**Exercise objective**: Take the line with "Could you please annotate the night" and every line after it in the data. Transcribe them exactly, through the last.
::: Given records
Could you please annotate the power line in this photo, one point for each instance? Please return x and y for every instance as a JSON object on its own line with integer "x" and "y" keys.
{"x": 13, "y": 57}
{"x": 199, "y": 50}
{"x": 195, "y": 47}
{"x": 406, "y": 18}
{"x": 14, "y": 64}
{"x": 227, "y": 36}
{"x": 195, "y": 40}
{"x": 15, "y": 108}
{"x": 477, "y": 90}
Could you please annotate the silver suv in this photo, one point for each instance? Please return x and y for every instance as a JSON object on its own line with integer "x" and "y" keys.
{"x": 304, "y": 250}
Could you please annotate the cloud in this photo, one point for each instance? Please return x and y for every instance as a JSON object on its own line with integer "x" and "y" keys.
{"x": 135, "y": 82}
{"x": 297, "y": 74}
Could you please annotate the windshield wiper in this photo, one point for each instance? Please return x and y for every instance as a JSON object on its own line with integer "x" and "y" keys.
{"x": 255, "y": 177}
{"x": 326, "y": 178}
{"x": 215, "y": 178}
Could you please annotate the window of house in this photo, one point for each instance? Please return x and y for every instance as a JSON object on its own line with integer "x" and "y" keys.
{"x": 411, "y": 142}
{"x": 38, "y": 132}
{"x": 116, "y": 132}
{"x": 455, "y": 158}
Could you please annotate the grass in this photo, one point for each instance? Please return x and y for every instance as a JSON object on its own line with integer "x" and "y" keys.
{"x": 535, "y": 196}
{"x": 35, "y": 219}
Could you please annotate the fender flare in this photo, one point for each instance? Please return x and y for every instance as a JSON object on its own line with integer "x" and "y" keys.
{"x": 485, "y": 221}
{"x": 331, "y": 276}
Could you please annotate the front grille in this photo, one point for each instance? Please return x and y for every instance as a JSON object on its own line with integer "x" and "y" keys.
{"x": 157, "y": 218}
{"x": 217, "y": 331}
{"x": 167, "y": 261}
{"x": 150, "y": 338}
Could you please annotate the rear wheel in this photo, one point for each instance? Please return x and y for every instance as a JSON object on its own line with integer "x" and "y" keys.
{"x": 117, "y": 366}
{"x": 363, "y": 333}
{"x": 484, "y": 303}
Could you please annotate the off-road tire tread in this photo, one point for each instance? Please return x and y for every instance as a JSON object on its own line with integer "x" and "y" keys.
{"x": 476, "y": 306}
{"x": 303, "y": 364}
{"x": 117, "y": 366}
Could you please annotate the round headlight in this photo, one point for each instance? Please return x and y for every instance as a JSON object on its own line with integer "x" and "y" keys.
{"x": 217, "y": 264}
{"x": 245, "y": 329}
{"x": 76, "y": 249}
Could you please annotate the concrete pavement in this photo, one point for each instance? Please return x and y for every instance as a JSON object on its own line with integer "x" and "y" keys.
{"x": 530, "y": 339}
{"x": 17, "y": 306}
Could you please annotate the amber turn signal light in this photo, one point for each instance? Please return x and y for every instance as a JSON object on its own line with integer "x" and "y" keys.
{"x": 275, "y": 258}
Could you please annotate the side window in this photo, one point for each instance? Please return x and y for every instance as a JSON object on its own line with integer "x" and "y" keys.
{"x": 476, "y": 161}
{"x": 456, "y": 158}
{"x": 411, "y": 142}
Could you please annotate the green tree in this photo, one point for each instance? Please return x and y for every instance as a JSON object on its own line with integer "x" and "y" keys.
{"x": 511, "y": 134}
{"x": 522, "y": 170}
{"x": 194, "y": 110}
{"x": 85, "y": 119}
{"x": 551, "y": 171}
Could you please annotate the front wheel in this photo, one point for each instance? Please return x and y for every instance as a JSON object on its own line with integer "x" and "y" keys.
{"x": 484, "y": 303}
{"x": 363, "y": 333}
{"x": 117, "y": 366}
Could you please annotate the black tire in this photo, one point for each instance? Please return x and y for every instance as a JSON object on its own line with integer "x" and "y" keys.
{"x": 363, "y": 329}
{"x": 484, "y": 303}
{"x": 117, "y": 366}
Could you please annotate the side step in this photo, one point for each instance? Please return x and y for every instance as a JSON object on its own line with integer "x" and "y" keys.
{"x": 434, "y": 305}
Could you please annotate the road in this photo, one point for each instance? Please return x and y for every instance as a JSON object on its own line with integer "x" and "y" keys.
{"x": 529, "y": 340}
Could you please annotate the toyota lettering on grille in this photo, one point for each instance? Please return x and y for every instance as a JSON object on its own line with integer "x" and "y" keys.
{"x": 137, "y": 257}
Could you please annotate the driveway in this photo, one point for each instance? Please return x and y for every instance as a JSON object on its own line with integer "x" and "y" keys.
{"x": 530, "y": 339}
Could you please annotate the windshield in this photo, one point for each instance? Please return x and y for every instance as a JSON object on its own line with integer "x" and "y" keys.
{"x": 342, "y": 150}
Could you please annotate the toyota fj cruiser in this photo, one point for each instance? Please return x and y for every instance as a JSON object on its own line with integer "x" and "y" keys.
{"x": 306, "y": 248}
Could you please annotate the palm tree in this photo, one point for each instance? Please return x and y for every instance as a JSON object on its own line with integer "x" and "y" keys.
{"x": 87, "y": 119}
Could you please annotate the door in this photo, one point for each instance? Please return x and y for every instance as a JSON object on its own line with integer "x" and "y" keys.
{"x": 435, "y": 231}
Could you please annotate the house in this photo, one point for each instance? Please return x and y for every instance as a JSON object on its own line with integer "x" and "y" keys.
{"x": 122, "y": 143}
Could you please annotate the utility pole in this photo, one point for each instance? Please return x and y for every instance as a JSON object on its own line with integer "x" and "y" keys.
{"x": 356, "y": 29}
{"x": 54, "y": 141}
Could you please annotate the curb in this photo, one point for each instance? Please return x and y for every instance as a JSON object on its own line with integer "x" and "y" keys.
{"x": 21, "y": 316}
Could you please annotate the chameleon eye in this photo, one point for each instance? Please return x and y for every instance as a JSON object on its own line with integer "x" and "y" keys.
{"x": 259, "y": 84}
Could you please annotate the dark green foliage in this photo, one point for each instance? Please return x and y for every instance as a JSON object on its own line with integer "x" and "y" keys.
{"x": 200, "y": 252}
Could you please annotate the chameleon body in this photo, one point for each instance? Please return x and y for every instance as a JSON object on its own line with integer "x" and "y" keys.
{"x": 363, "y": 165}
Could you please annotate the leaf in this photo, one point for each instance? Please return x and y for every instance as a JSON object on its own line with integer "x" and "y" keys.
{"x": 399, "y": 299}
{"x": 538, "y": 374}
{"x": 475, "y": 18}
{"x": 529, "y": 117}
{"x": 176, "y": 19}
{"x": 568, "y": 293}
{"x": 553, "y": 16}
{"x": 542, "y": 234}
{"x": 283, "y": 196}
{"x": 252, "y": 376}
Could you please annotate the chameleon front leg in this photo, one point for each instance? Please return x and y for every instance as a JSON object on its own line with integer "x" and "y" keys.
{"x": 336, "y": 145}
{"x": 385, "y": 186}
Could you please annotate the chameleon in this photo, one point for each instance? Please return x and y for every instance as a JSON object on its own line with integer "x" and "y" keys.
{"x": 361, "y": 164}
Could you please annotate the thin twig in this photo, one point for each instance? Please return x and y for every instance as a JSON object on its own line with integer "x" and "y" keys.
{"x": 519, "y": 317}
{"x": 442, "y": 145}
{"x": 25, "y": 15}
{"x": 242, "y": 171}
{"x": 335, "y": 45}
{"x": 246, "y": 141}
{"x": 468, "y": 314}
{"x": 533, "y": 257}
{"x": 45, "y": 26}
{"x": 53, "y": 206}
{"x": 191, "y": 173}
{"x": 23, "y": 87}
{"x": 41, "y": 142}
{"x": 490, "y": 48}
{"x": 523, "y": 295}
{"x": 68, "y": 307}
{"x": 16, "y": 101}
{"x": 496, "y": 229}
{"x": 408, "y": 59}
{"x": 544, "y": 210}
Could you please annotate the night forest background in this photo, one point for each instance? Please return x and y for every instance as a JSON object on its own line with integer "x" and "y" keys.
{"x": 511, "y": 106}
::::::
**Response below**:
Could you please annotate the night forest background in this photo, one point for each instance? Please return x and y for every instance as a JSON object on its own line with integer "x" and "y" keys.
{"x": 511, "y": 106}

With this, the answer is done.